## ИСХОДНЫЙ ОТРЫВОК
Необыкновенное трудолюбие Толстого поражает нас и здесь. Лев Николаевич узнавал язык народа, среди которого он жил, делал очень точные фольклорные записи — первые записи на даргинском языке, и это не только упражнение молодого офицера, который переживает романтическое увлечение горами, но это как бы подготовка к будущим рассказам о Кавказе. Фольклорные отзвуки, много раз проверенные, помогут Толстому создавать «Хаджи Мурата» через много десятилетий.

Здесь часто бывал молодой чеченец, Садо Мисербиев; отец его был зажиточен, но деньги у него были закопаны, и сын должен был добывать их удальством.

Он, как Толстой говорил, «рискует иногда 20 раз своей жизнью, чтобы своровать вещь, не стоящую и 10 рублей; делает он это не из корысти, а из удали».

Толстой был у Мисербиева в гостях, получил от него подарок — дорогую шашку. Отдарил его серебряными часами брата. Научил чеченца записывать свои выигрыши и проигрыши: Садо все надували.

Надували и Толстого. Молодой волонтер хотел проживать не более десяти рублей в месяц, и на эти деньги в Старогладковской можно было жить, но проигрывал сотни рублей, все время зарекаясь и снова начиная играть. Нас должно удивлять не обыкновенное в Толстом — он играл, как все, — а удивительная широта его интересов. Он видит природу Кавказа, казаков, своих товарищей по охоте и через патриархальную жизнь казачества по-новому понимает крестьянскую жизнь вообще.

Среди офицеров был некто Кнорринг. Им Лев Николаевич заинтересовался как объектом описания — для литературной практики. Вот презрительное описание человека, который чуть не погубил Толстого. Привычка относиться ко многим, как к второстепенным героям романа, часто делала Толстого в жизни беззащитным.

«Лицо широкое, с выдающимися скулами, имеющее на себе какую-то мягкость, то, что в лошадях называется «мясистая голова». Глаза карие, большие, имеющие только два изменения: смех и нормальное положение. При смехе они останавливаются, имеют выражение тупой бессмысленности. Остальное в лице по паспорту».

Толстой в Старом Юрте унывал: «Уже дней пять я живу здесь и одержим уже давно забытой мной ленью. Дневник вовсе бросил. Природа, на которую я больше всего надеялся, имея намерение ехать на Кавказ, не представляет до сих пор ничего завлекательного. Лихость, которая, я думал, развернется во мне здесь, тоже не оказывается».

## ЗАДАНИЯ
#1 Перепишите дословно часть отрывка о Толстом на Кавказе от «Надували и Толстого.» до «крестьянскую жизнь вообще.».
#2 Чем, согласно отрывку о Толстом на Кавказе, Толстой отдарил Садо Мисербиева за шашку?

## ВЫДЕРЖКИ ИЗ ДАННЫХ
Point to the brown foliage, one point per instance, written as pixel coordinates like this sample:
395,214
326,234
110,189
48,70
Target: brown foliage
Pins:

## ОТВЕТЫ К ЗАДАНИЯМ
#1
Надували и Толстого. Молодой волонтер хотел проживать не более десяти рублей в месяц, и на эти деньги в Старогладковской можно было жить, но проигрывал сотни рублей, все время зарекаясь и снова начиная играть. Нас должно удивлять не обыкновенное в Толстом — он играл, как все, — а удивительная широта его интересов. Он видит природу Кавказа, казаков, своих товарищей по охоте и через патриархальную жизнь казачества по-новому понимает крестьянскую жизнь вообще.

#2 Серебряными часами брата.